_Set problem:_ Please rewrite every one of the items below with "drop one marker" changed to "place one point" and everything else left as it is. Omit the pictures from your version.

_The data:_
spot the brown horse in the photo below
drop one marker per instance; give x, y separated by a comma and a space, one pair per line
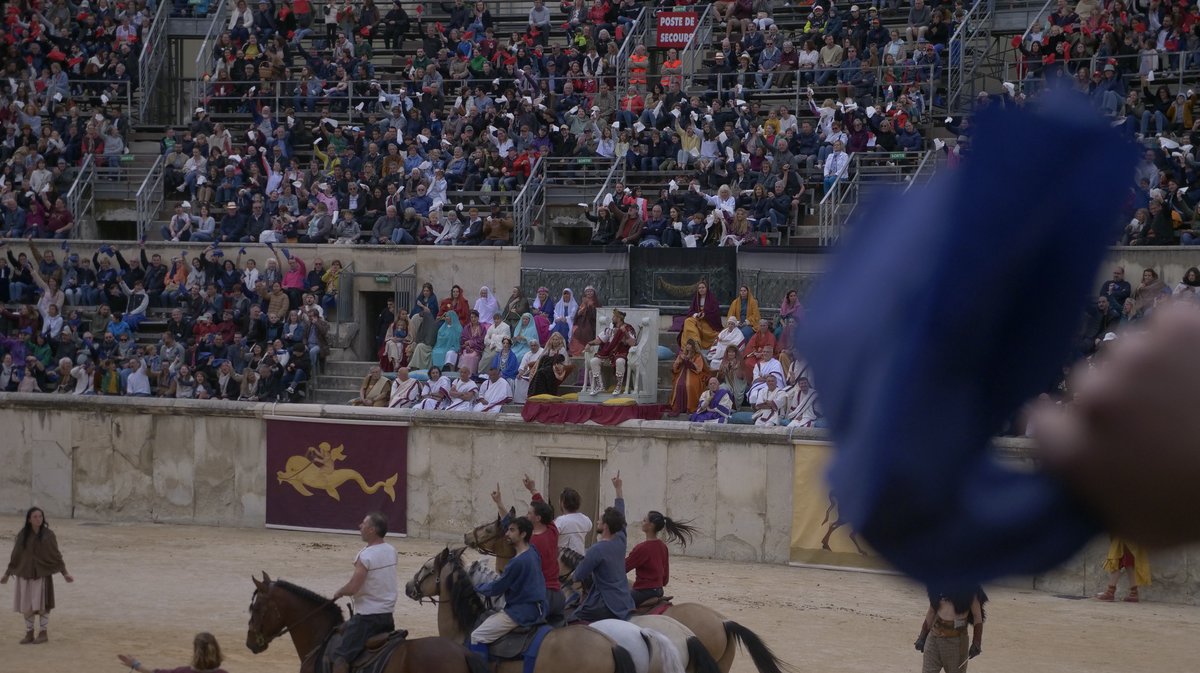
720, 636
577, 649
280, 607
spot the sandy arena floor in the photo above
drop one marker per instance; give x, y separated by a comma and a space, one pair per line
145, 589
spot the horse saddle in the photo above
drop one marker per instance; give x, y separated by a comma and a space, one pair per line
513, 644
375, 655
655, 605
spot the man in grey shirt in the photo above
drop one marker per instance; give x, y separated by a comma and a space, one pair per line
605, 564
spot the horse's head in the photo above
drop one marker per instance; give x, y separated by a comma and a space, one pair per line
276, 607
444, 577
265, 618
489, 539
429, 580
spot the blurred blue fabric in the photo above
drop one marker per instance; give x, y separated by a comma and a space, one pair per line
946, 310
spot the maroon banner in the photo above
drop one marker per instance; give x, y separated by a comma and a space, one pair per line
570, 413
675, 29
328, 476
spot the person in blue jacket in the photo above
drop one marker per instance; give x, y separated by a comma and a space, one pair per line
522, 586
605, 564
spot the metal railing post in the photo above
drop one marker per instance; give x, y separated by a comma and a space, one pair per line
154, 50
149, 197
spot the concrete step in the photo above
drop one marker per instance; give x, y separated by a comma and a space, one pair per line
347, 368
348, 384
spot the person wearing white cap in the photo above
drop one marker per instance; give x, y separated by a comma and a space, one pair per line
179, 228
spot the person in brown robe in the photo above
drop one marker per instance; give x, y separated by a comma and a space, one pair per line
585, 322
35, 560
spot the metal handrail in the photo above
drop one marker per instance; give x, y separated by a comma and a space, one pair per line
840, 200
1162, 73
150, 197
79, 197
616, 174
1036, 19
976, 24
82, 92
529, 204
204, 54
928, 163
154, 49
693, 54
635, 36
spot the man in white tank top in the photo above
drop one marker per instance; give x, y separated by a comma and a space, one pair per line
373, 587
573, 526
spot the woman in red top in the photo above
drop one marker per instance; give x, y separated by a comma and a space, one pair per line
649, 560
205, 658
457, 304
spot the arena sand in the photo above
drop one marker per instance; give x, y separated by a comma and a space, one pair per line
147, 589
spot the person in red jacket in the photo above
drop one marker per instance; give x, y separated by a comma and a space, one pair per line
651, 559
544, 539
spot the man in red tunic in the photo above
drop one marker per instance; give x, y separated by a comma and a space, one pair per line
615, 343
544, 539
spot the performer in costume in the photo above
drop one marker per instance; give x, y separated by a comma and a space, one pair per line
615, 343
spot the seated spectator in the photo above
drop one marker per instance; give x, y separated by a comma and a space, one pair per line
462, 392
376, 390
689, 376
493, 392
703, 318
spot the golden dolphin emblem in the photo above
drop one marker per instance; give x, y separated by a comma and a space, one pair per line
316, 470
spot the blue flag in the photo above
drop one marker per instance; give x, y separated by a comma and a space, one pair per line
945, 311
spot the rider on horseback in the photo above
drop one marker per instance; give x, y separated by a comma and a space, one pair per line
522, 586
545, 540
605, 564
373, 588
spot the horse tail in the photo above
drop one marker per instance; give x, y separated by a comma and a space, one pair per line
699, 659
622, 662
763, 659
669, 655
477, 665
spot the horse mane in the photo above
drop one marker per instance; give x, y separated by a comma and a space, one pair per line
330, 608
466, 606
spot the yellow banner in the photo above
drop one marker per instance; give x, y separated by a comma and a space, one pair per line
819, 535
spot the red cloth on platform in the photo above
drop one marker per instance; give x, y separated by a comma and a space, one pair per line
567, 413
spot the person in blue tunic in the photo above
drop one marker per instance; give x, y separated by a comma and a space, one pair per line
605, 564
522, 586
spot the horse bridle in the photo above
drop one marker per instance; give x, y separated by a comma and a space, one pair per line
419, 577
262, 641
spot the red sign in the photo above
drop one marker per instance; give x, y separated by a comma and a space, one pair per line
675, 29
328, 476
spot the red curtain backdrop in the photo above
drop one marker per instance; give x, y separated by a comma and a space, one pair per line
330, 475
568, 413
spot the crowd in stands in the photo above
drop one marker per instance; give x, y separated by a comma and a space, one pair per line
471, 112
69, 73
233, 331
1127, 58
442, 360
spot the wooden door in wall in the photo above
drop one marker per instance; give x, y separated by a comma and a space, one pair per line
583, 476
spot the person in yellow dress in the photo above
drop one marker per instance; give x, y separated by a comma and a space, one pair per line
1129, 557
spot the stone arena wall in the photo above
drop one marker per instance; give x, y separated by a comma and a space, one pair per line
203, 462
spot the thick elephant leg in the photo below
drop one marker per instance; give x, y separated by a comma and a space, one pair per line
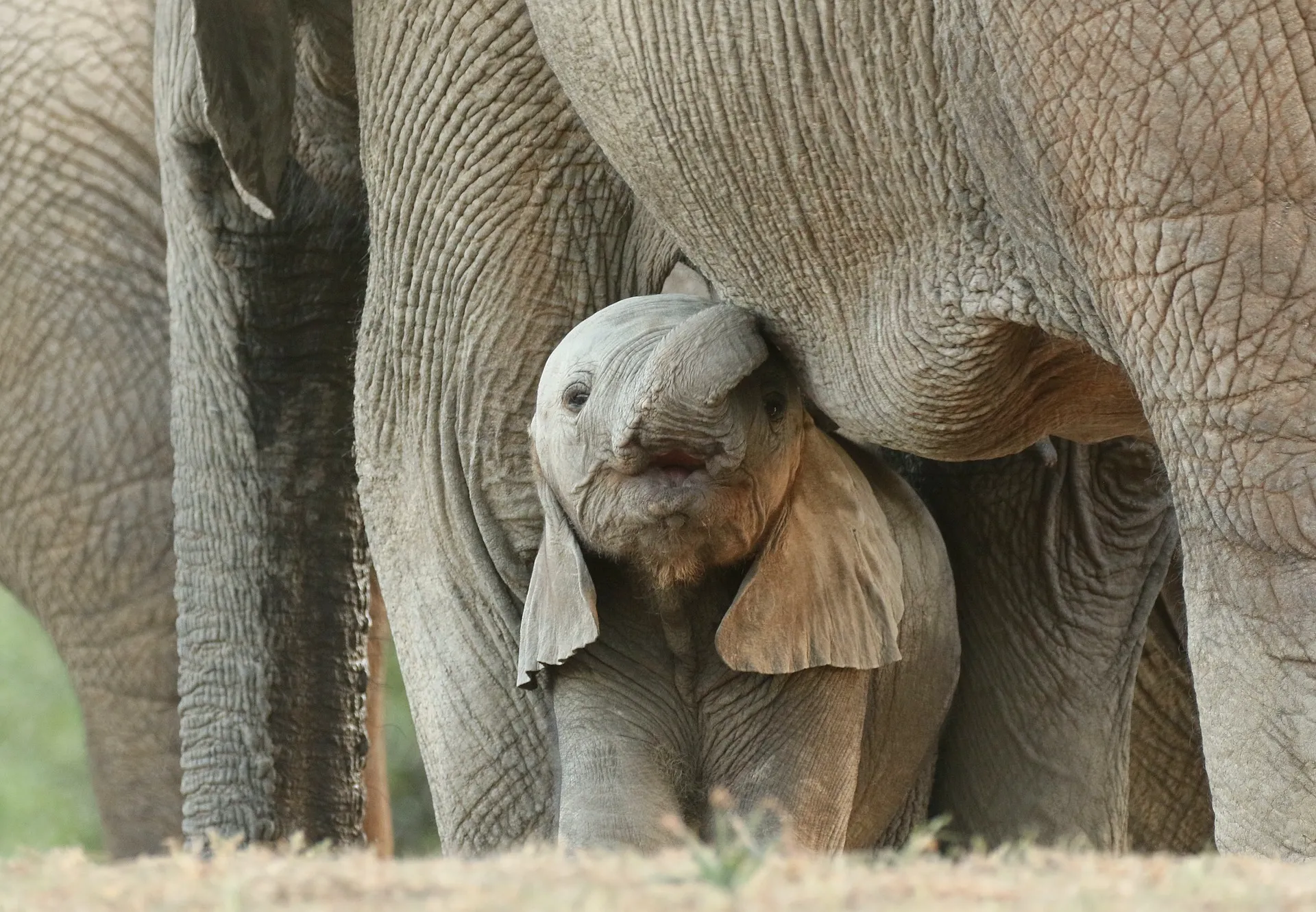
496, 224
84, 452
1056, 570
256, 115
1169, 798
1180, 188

_Response below:_
spot the brown horse in the photo below
place one point per instance; give x, y separated by a comma and a space, one pair per line
720, 636
577, 649
280, 607
spot the sandy arena floor in the photo above
place one point per instance; give x, y separated by a comma and a space, one pair per line
145, 589
spot the horse saddle in the photo above
place one point per instance; give x, y separated by a comma and a space, one pair per line
513, 644
375, 655
655, 605
spot the man in grey shirt in the photo above
place one point per instance; give x, y separated by a comma and a space, one pair per line
605, 564
spot the horse's head in the photo above
place one point per instance; give x, y separated by a comma and a space, one pair per line
276, 607
444, 577
265, 618
489, 539
429, 580
spot the blurred blue fabric in the photo above
place one point per instance; give x, y separated by a comma and a space, one pair per line
946, 310
spot the maroon banner in the photo above
place one point per instance; give x, y separated by a comma and a space, one pair per line
570, 413
675, 29
328, 476
spot the person in blue jacket in the photo above
place one point per instance; give x, y separated by a comma and a space, one pair per line
522, 586
605, 564
spot the metal railing post in the photo above
place one point per instance; give x, y separated by a comma and a space, one pair per line
154, 50
149, 197
spot the concrete step in the photo above
place one point per instance; give x, y separated by a comma and a space, one pair per line
347, 368
348, 384
spot the person wearing white cap in the photo above
place one point per instance; give x, y separated by a comma and a space, one pair per line
179, 228
spot the person in brown robe in the photo above
place one point per instance; give x, y separated by a comma and a space, one pair per line
585, 322
35, 560
spot the metal handrail in the photo above
place one point per instance; give x, y separated by a comma and a space, one pair per line
840, 200
1162, 73
150, 197
79, 197
616, 174
1036, 19
976, 24
82, 92
529, 204
204, 54
928, 163
154, 49
693, 54
635, 36
spot the man in white tank top in the photo above
place one point per instance; give x, y separated by a comma and a space, one pair per line
373, 587
573, 526
spot the woman in red top in the photo above
place one point per instance; give x, y separated by a comma and a space, one pair per line
649, 560
205, 658
457, 304
spot the arena sand in the photo above
place one point per instance; give x, y separated by a comma and a space, one pair per line
147, 589
spot the person in red jacket in the photo above
place one point per instance; give x, y separated by a comma and a space, one pair per line
651, 559
544, 539
spot the man in red tunic in the photo above
place one point per instance; give x, y separated by a comma and a space, one pair per line
615, 343
544, 539
spot the performer in costume in the photo above
place one point per instance; give x, y separated by a comma and a space, one pair per line
615, 343
spot the seated spectator in the photo above
place one point per instance; give x, y separated by a comma and a space, one pair per line
462, 392
376, 390
689, 376
493, 392
703, 318
spot the golden dolphin emblem in the photo above
place one point per instance; give x, y separated by a comma and a space, one pair per line
316, 470
spot the blue flag in the photo above
place one point per instance; give x, y separated by a comma and a space, one pair per line
945, 311
spot the rider on horseback in the photo above
place one point per instance; give x, y separated by a comma and a space, one pair per line
522, 586
545, 540
605, 564
373, 588
spot the horse tail in the photo above
place one point per instance; give x, y separated by a comma and a space, one pair per line
699, 659
622, 662
763, 659
669, 655
477, 665
spot the horse mane in the photo above
place one point per instance; give x, y separated by a comma and a space, one pair per line
330, 608
466, 606
spot the yellow banner in the photo above
place one point per instance; give x, y separated by a comma and a space, one pair per line
819, 535
spot the red cloth on platform in the photo above
place one point per instance; give x, y separated by a comma and a space, one pair per line
567, 413
spot the person in blue tunic in the photo above
place one point per instance; give x, y separated by a comma and a space, one pair per line
605, 564
522, 586
spot the horse bridle in the photo above
place one point per instance; give x, y separated by a comma and a space, one pair per line
419, 577
262, 641
spot the red sign in the photo above
place one point per instance; give x, y separated by a comma and a space, one pair per line
675, 29
328, 476
spot the red curtain backdrop in the photo above
place one point per instance; give x, y separated by a comma and a space, one pair per line
330, 475
568, 413
spot the crowd in stands in the photo above
place one point per instance; give x, y separated by a comma and a space, one pair per line
471, 112
69, 73
233, 331
1127, 58
442, 360
spot the wooden door in wall in the photo above
place one point per instance; give x, y separated by a comma and a space, one pair per line
583, 476
spot the person in yellow dress in the photo above
place one point per instance; give x, y separated by a comma and a space, one pair per line
1129, 557
spot the stone arena wall in the photo above
place one point per instance; give x, y separated by a comma and a space, one pair per line
203, 462
spot the thick elephant leg in the photo below
place one point per instance; give x, y separated by a comma and a space, one pair per line
496, 224
84, 452
1056, 570
256, 115
1169, 798
1180, 188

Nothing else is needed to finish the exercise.